■ **Free-text object descriptions**
-=-=-

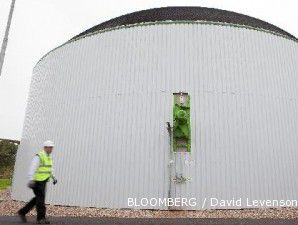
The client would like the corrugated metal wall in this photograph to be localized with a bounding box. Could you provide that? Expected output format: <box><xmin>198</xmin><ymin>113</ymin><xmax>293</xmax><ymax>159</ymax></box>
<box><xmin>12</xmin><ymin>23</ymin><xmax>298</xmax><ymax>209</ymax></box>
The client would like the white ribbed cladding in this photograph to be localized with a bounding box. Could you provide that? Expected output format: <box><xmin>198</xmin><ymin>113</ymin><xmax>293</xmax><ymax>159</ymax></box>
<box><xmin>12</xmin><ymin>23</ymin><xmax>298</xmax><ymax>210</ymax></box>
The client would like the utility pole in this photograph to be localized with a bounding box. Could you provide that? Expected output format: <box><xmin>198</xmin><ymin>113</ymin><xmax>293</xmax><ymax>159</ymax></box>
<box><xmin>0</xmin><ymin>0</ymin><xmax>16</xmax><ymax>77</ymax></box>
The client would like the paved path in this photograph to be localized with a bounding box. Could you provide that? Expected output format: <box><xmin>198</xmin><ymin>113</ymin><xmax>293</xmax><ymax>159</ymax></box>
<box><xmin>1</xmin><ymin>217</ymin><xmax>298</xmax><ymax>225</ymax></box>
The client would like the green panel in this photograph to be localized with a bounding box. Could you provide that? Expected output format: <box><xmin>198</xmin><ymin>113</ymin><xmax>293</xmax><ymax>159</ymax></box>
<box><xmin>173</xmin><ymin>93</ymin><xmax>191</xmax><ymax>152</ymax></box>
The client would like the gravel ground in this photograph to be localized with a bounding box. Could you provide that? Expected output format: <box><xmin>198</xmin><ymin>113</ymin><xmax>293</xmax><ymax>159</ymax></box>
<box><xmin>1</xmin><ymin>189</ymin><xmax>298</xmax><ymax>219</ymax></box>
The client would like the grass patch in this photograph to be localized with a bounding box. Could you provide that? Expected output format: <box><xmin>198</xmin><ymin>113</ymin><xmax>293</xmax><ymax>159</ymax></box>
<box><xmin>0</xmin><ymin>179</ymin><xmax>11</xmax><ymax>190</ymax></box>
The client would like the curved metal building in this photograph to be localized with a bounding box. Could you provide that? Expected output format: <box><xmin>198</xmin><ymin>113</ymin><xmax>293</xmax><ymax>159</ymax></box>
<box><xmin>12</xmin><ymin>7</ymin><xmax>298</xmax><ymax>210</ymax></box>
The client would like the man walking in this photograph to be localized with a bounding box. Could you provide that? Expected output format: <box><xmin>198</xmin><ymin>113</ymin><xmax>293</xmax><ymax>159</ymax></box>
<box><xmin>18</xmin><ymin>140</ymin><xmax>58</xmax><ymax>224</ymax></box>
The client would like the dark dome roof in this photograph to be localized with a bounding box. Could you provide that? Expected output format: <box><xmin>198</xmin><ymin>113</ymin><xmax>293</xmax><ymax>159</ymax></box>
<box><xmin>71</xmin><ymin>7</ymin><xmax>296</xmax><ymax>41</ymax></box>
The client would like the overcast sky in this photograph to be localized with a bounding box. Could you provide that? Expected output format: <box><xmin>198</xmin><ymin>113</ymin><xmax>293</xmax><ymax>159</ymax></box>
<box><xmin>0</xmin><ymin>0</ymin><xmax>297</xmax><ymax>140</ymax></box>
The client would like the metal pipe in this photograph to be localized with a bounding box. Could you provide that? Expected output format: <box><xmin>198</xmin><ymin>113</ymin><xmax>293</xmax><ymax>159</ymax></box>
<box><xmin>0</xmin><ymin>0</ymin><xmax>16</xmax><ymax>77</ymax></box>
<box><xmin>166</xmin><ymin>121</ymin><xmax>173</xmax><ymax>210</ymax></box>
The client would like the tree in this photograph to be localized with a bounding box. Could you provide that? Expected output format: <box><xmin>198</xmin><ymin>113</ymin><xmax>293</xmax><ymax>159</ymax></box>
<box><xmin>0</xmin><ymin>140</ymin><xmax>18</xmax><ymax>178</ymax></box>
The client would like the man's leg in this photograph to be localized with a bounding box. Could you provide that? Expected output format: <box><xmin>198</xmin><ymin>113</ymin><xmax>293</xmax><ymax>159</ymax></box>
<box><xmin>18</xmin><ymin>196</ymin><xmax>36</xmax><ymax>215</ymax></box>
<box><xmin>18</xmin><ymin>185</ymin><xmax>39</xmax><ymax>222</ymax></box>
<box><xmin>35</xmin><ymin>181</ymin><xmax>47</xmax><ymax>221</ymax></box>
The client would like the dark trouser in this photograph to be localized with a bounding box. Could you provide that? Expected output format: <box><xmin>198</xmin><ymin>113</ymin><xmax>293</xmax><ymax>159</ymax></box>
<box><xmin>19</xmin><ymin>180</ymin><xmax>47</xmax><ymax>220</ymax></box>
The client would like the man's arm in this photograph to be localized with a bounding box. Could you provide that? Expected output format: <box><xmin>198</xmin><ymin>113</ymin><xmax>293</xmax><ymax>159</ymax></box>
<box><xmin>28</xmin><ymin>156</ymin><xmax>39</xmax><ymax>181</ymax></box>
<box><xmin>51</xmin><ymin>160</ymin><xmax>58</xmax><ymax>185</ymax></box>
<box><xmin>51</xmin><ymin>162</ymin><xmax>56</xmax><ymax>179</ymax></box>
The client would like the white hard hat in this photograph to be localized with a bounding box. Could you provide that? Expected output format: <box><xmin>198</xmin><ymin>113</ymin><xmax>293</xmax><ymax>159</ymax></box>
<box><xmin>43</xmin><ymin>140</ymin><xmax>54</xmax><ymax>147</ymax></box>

-=-=-

■ **What you should do**
Print every entry exactly. Pictures are not part of the copy.

■ **Completed task**
The client would like the corrugated metal wall in this photograph to be localized with a bounding box. Could you provide that? Expected output format: <box><xmin>198</xmin><ymin>113</ymin><xmax>293</xmax><ymax>159</ymax></box>
<box><xmin>12</xmin><ymin>23</ymin><xmax>298</xmax><ymax>209</ymax></box>
The client would like the white ribbed cladding in this photograph to be localized with a bounding box. Could you provide that? Expected output format: <box><xmin>198</xmin><ymin>113</ymin><xmax>293</xmax><ymax>159</ymax></box>
<box><xmin>12</xmin><ymin>23</ymin><xmax>298</xmax><ymax>210</ymax></box>
The client would like the utility pole in this photograph to be localized with a bounding box. Could you provide that? Expected output format: <box><xmin>198</xmin><ymin>113</ymin><xmax>293</xmax><ymax>159</ymax></box>
<box><xmin>0</xmin><ymin>0</ymin><xmax>16</xmax><ymax>77</ymax></box>
The client would like the paved path in this photograph to be localized with a bounding box. Could you provide that? Expected output format: <box><xmin>198</xmin><ymin>113</ymin><xmax>293</xmax><ymax>159</ymax></box>
<box><xmin>1</xmin><ymin>217</ymin><xmax>298</xmax><ymax>225</ymax></box>
The client would like the green panel in this photograph to be localized with a bounding box. Could you provide that? Expected output format: <box><xmin>198</xmin><ymin>113</ymin><xmax>293</xmax><ymax>159</ymax></box>
<box><xmin>173</xmin><ymin>93</ymin><xmax>191</xmax><ymax>152</ymax></box>
The client would like the gravel ground in this photograph to be localized with a bounding box. Could you provide that? Expected output format: <box><xmin>198</xmin><ymin>113</ymin><xmax>293</xmax><ymax>159</ymax></box>
<box><xmin>1</xmin><ymin>189</ymin><xmax>298</xmax><ymax>219</ymax></box>
The client would like the grass patch in this photograph to be localized with a bounding box. Could you provide that? Expected output format: <box><xmin>198</xmin><ymin>113</ymin><xmax>293</xmax><ymax>159</ymax></box>
<box><xmin>0</xmin><ymin>179</ymin><xmax>11</xmax><ymax>190</ymax></box>
The client would like the curved metal building in this photograph to be localized with a bounding box. Could you provide that? Expected output format: <box><xmin>198</xmin><ymin>113</ymin><xmax>293</xmax><ymax>159</ymax></box>
<box><xmin>12</xmin><ymin>7</ymin><xmax>298</xmax><ymax>210</ymax></box>
The client would like the man walking in this photograph to be localized with a bounding box. Could you provide that? Expected output format: <box><xmin>198</xmin><ymin>113</ymin><xmax>293</xmax><ymax>159</ymax></box>
<box><xmin>18</xmin><ymin>140</ymin><xmax>58</xmax><ymax>224</ymax></box>
The client would like the dark dome roof in this photograph to be localized with a bounding box. Could you provide that? Expected output format: <box><xmin>198</xmin><ymin>113</ymin><xmax>293</xmax><ymax>159</ymax></box>
<box><xmin>71</xmin><ymin>7</ymin><xmax>296</xmax><ymax>41</ymax></box>
The client would like the overcast sky in this photograph to be localized with a bounding box. Could you provide that? Expected output format: <box><xmin>198</xmin><ymin>113</ymin><xmax>293</xmax><ymax>159</ymax></box>
<box><xmin>0</xmin><ymin>0</ymin><xmax>297</xmax><ymax>140</ymax></box>
The client would like the metal pipe in this photograph to be localized with a bounding box. Could you provide that? Expected output format: <box><xmin>198</xmin><ymin>113</ymin><xmax>293</xmax><ymax>159</ymax></box>
<box><xmin>0</xmin><ymin>0</ymin><xmax>16</xmax><ymax>77</ymax></box>
<box><xmin>166</xmin><ymin>121</ymin><xmax>173</xmax><ymax>210</ymax></box>
The client would like the tree in this photograph to be localized with a bounding box. Could you provide that? Expected output format: <box><xmin>198</xmin><ymin>113</ymin><xmax>293</xmax><ymax>159</ymax></box>
<box><xmin>0</xmin><ymin>140</ymin><xmax>18</xmax><ymax>178</ymax></box>
The client would like the man's leg in this photograph to be localized with a bounding box. Could you provide that? Expected output format: <box><xmin>198</xmin><ymin>113</ymin><xmax>293</xmax><ymax>159</ymax></box>
<box><xmin>18</xmin><ymin>196</ymin><xmax>36</xmax><ymax>215</ymax></box>
<box><xmin>18</xmin><ymin>185</ymin><xmax>39</xmax><ymax>222</ymax></box>
<box><xmin>35</xmin><ymin>181</ymin><xmax>47</xmax><ymax>221</ymax></box>
The client would like the dark trouser in this photograph to be localized with a bounding box. Could you provide that? Expected output format: <box><xmin>198</xmin><ymin>113</ymin><xmax>293</xmax><ymax>159</ymax></box>
<box><xmin>19</xmin><ymin>180</ymin><xmax>47</xmax><ymax>220</ymax></box>
The client would like the man's arm in this photograph to be localized with a bounding box. Could you provide that? Expected output format: <box><xmin>198</xmin><ymin>113</ymin><xmax>293</xmax><ymax>159</ymax></box>
<box><xmin>28</xmin><ymin>156</ymin><xmax>39</xmax><ymax>181</ymax></box>
<box><xmin>51</xmin><ymin>160</ymin><xmax>58</xmax><ymax>185</ymax></box>
<box><xmin>51</xmin><ymin>162</ymin><xmax>56</xmax><ymax>179</ymax></box>
The client would like the white hard hat in this photograph to be localized with a bounding box. Could you provide that? Expected output format: <box><xmin>198</xmin><ymin>113</ymin><xmax>293</xmax><ymax>159</ymax></box>
<box><xmin>43</xmin><ymin>140</ymin><xmax>54</xmax><ymax>147</ymax></box>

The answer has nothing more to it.